Furthermore, there is an appreciation to the achievements and dedication of activists that deterred them from calling themselves activists. These people referred to their occasional participation and the fact that Blank Noise is not the main priority in their lives as a student or young professional despite being a cause they are passionate about. As reflected in the opening quote, being an activist for some participants also means deeply reflecting on their self position in terms of class, acknowledging their privileges, and putting themselves in a position that will enable them to imagine the experience of people who are also affected by the issue but has a different position in the society. In other words, being an activist is not just about doing but also about critically reflecting on one’s position in relation to the issue and how it influences the way an issue is being pushed forward. Thinking that they are not up to these standards, these youth choose to call themselves ‘volunteers’, ‘helpers’, or ‘supporters’.

Youth: The Activist, the Apathetic, and the Everyday

“Blank Noise is a public and community street arts collective that is volunteer-led and attempts to create public dialogue on the issue of street sexual violence and eve teasing.”

(Jasmeen Patheja)

“... a group of people against street sexual harassment and eve teasing.”

(Kunal Ashok, men, 29)

“... an idea that really works.”

(Neha Bhat, 19)

As clarified before, the participants did not use the words ‘movement’ and very few used ‘activism’ during our conversations. Instead, the terms they used to describe Blank Noise are represented in the quotes above: collective, community, group, project, and even as an idea. These phrases do not carry the same political baggage that ‘movement’ or ‘activism’ would; they also do not conjure a particular imagination that the other two terms would. These phrases are de-politicized and informal; they imply fluidity, lack of hierarchy, and room for manoeuvre.

The implied meanings in the terms reflect the debates on the average youth and political engagement. For the past decade, various youth scholars criticized the dichotomy of youth as either activists or apathetic in explaining the global trend of decreased youth participation in formal politics. The activists are either politically active Digital Natives engaged in new forms of social movements influenced heavily by new media or sub-cultural resistances, which only account for a fraction of the youth population that are mostly completely apathetic. This dichotomy ignored the ‘broad “mainstream” young people who are neither deeply apathetic about politics on unconventionally engaged’ (Harris et al, 2010).

## PROBLEMS
A – Return the section of the Blank Noise passage that opens with the words containing "As clarified before, the" and closes with "room for manoeuvre.".
B – List the terms that the Blank Noise passage says participants used to describe Blank Noise in place of "movement" or "activism".

Annotation records:

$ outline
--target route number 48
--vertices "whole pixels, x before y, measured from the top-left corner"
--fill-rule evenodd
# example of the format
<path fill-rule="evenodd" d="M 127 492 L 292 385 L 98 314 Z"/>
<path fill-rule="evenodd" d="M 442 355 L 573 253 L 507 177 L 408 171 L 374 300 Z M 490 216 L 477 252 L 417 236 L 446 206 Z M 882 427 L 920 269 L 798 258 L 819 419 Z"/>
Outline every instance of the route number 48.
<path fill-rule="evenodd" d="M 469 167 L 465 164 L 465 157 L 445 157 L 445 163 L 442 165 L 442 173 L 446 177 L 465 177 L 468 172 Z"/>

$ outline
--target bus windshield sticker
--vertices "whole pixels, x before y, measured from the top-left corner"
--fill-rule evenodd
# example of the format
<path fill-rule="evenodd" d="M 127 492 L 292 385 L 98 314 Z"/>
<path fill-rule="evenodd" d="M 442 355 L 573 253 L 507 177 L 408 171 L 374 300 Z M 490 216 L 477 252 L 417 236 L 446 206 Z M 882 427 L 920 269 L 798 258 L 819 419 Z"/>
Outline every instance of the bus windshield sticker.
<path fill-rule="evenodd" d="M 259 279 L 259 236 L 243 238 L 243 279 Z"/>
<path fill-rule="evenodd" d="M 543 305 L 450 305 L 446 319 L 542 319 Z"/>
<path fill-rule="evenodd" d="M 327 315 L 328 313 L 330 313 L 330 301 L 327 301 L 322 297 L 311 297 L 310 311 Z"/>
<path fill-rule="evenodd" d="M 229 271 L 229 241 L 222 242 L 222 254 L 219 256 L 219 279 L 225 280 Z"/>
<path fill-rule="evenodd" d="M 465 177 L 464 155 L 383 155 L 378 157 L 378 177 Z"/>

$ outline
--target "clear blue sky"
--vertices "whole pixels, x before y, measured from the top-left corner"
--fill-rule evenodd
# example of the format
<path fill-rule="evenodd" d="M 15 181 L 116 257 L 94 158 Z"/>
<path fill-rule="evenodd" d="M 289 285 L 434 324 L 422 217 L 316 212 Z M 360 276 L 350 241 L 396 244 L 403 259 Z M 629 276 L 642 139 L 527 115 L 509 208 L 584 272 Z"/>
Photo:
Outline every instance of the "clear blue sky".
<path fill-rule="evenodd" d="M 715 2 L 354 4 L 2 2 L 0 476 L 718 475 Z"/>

## RESPONSES TO THE EXERCISE
A –
As clarified before, the participants did not use the words ‘movement’ and very few used ‘activism’ during our conversations. Instead, the terms they used to describe Blank Noise are represented in the quotes above: collective, community, group, project, and even as an idea. These phrases do not carry the same political baggage that ‘movement’ or ‘activism’ would; they also do not conjure a particular imagination that the other two terms would. These phrases are de-politicized and informal; they imply fluidity, lack of hierarchy, and room for manoeuvre.

B – collective, community, group, project, idea